Description of the task: Reproduce all records exactly.

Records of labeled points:
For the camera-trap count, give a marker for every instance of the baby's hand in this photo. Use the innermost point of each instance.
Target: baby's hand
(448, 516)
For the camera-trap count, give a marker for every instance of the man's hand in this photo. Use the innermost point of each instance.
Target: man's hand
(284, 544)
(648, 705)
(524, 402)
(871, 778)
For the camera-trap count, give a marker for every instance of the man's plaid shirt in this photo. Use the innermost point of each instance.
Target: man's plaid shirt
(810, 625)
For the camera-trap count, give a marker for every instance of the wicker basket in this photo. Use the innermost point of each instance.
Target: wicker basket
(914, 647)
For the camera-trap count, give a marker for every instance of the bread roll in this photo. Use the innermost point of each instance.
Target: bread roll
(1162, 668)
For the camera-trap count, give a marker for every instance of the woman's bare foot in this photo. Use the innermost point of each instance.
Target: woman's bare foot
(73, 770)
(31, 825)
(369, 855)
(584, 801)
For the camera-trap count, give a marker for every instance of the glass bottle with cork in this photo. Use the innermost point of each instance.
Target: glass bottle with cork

Answer for the task:
For the camera-trap count, give a marker for every instance of the baby's hand in this photo. Use the innermost point of each instance.
Target: baby's hand
(448, 516)
For the camera-trap count, give a marker for every instance of the man's hand in this photo. Use the innermost point of each instance.
Target: man's hand
(284, 544)
(648, 705)
(524, 402)
(871, 778)
For the camera-trap count, give a marker for every instance of the man's plaid shirt in this photo. Use the innermost point of each instance.
Target: man's plaid shirt
(810, 625)
For the camera-trap count, give a marker for every instance of the wicker basket in this photo. Use the innermost point of each instance.
Target: wicker basket
(914, 647)
For the camera-trap count, give a marker for every instance of the bread roll in this photo. Use the innermost point of each instance.
Target: bread roll
(1162, 668)
For the camera-trap count, give a marker for every instance of the woman's bare foot in this photo. Use the innermost point of each instance.
Target: woman's bare foot
(73, 770)
(31, 825)
(369, 855)
(584, 801)
For the camera-trap count, give a marker for every instance of the glass bottle with cork in this photo. Use the innermost point of each instance.
Target: glass bottle with cork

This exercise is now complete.